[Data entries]
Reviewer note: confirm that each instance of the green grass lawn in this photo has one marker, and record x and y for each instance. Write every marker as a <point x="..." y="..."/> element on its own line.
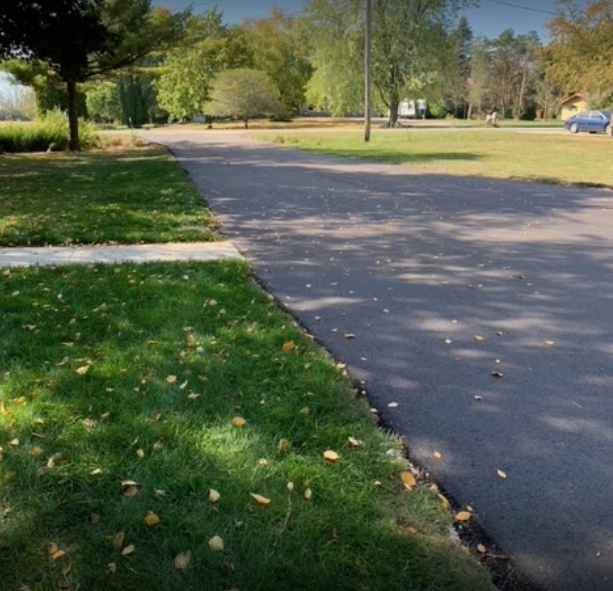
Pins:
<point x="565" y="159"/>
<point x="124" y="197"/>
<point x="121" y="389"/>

...

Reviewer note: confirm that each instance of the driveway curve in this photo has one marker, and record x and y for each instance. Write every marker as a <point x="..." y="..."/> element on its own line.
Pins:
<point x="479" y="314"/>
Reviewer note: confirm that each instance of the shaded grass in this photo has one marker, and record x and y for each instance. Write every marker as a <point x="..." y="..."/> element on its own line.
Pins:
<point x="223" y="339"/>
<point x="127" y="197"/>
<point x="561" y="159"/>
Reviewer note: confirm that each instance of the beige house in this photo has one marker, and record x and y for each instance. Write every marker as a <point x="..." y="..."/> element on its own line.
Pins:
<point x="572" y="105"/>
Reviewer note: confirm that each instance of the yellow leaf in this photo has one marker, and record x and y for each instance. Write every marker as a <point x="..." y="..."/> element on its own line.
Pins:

• **Aim of the task**
Search the data above for the string "grass" and report each line that holds it.

• **Response to the task**
Reviewer note: confirm that each instance of the green grass lawn in this photo has one marker, and record x and y for each instance. Write every marker as a <point x="..." y="..."/> element on its own line.
Reviewer note: confirm that each instance of the shaded grass in this photo has one marker, and record x and y for each instance. Write every marker as a <point x="..." y="..."/> element on its own line.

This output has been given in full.